* _Request A_
In the worked equation solutions below, which value of n is shown to be a solution of 7n + 5 = 19?
* _Request B_
Reproduce the equation solutions below word for word, from "Q1: Check whether" up to and including "above n + 5 = 19.".

* _Text excerpt_
....

Q1: Check whether the given value in the brackets is the correct solution to the below-given equation or not:
(a) n + 5 = 19 (n = 1)
Ans:
LHS = n + 5
By substituting the value of n = 1
Then we get,
LHS = n + 5
= 1 + 5
= 6
By comparing the LHS and RHS
6 ≠ 19
LHS ≠ RHS
Hence we get that the value of n = 1 is not the solution to the given equation above n + 5 = 19.

(b) 7n + 5 = 19 (n = – 2)
Ans:
LHS = 7n + 5
Now, by substituting the value of n = -2
Then we get,
LHS = 7n + 5
= (7 × (-2)) + 5
= – 14 + 5
= – 9
By comparing the LHS and RHS
-9 ≠ 19
LHS ≠ RHS
Hence we know that the value of n = -2 is not the solution to the above-given equation 7n + 5 = 19.

(c) 7n + 5 = 19 (n = 2)
Ans:
LHS = 7n + 5
By substituting the value of n as = 2
Then,
LHS = 7n + 5
= (7 × (2)) + 5
= 14 + 5
= 19
By comparing both the LHS and the RHS
19 = 19
LHS = RHS
Hence, the value of n = 2 is the solution to the given equation is 7n + 5 = 19.

(d) 4p – 3 = 13 (p = 1)
Ans:
LHS = 4p – 3
By substituting the value of p = 1
Then,
LHS = 4p – 3
= (4 × 1) – 3
= 4 – 3
= 1
By comparing both the LHS and the RHS
1 ≠ 13
LHS ≠ RHS
Hence then, the value of p = 1 is not the solution to the above-given equation 4p – 3 = 13.

(e) 4p – 3 = 13 (p = – 4)

....

* _Data extract_
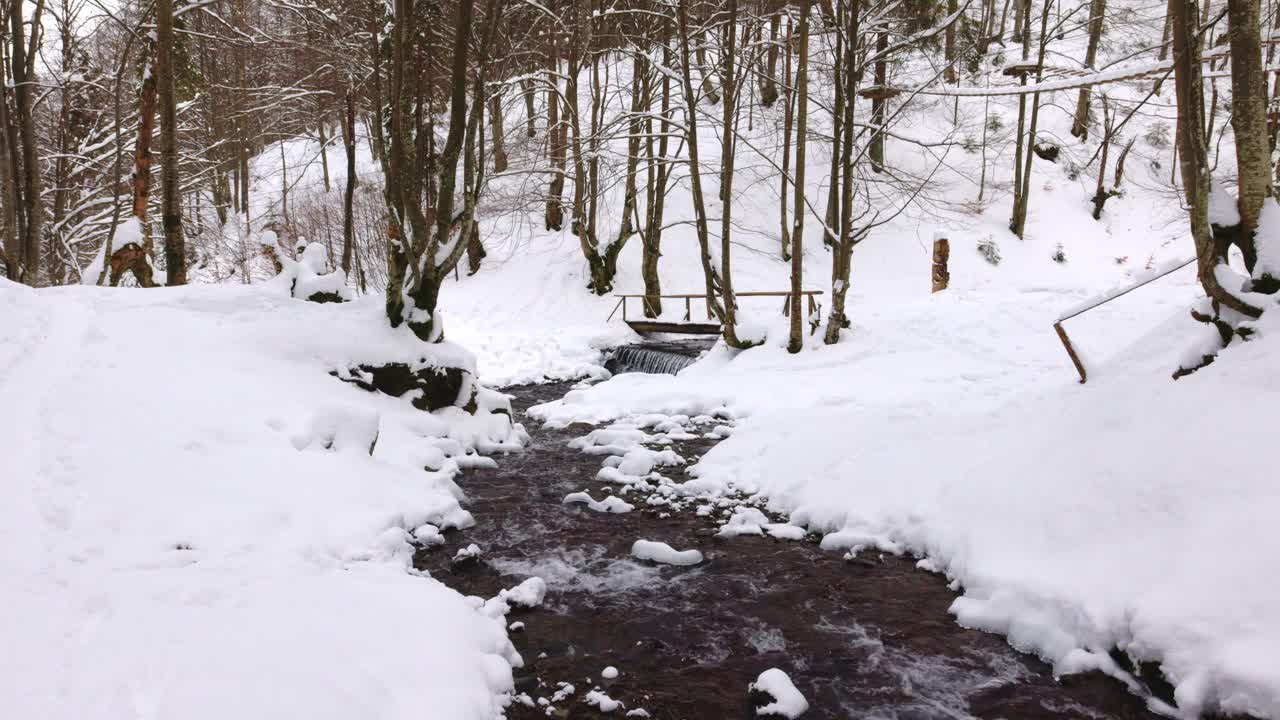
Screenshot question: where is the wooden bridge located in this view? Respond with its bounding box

....

* _Written reply A_
n = 2

* _Written reply B_
Q1: Check whether the given value in the brackets is the correct solution to the below-given equation or not:
(a) n + 5 = 19 (n = 1)
Ans:
LHS = n + 5
By substituting the value of n = 1
Then we get,
LHS = n + 5
= 1 + 5
= 6
By comparing the LHS and RHS
6 ≠ 19
LHS ≠ RHS
Hence we get that the value of n = 1 is not the solution to the given equation above n + 5 = 19.